[데이터 묶음 하나]
>>>>

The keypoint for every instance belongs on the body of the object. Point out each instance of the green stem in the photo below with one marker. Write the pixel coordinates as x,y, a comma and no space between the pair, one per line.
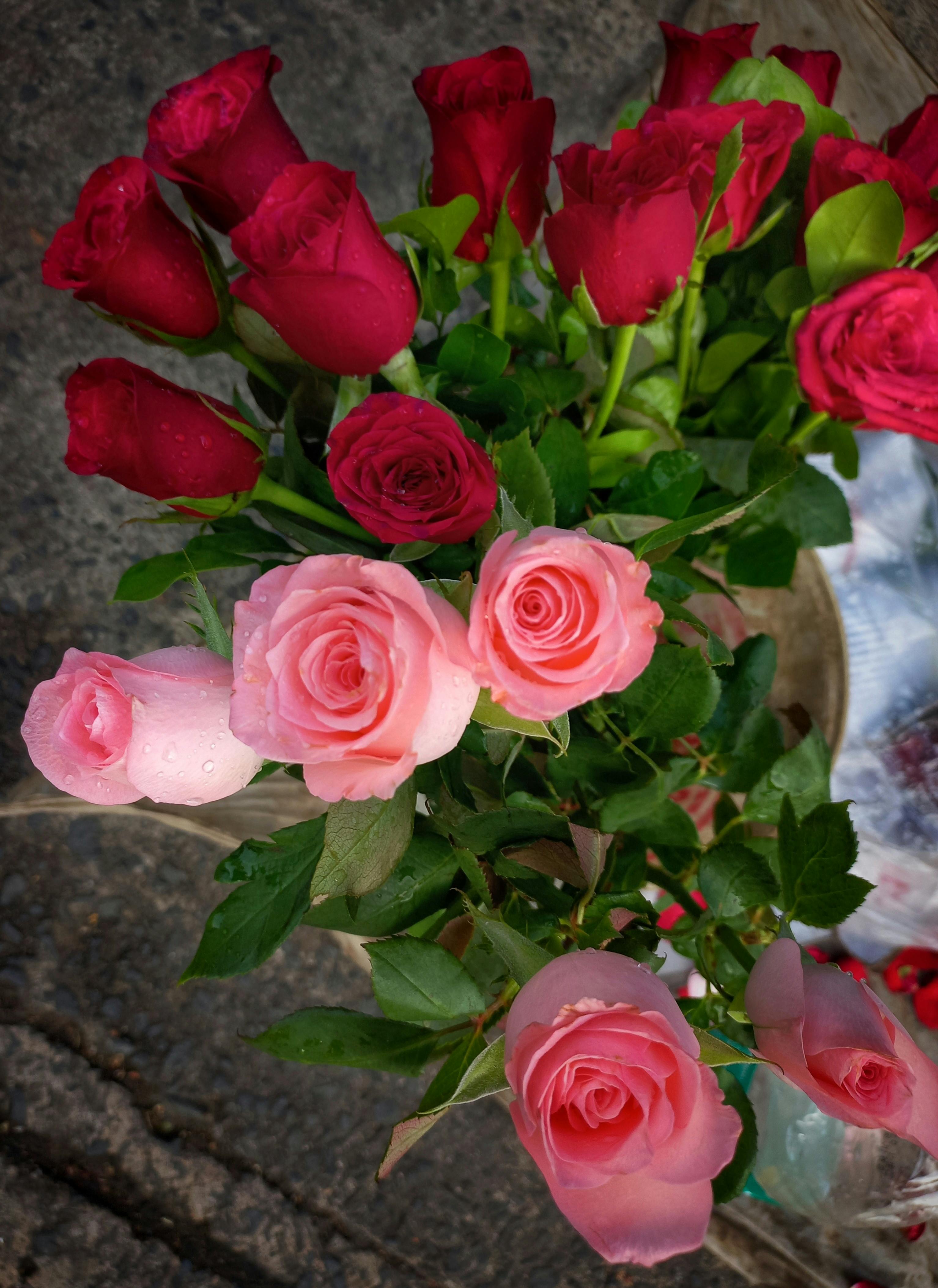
622,352
687,316
243,355
736,947
807,428
266,490
500,279
665,882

<<<<

위 기록의 모든 줄을 한 글자도 바꾸지 말고 그대로 옮겨 쓰시오. 단, 그림은 답에 넣지 마시오.

The keypoint for every instance belongs on the body of the object. Point out each instance of the green stem in the photo below with one marker. Write the pixel coordinates as x,y, a comma and no space between the pair, one per line.
622,352
687,316
243,355
736,947
807,428
266,490
500,279
665,882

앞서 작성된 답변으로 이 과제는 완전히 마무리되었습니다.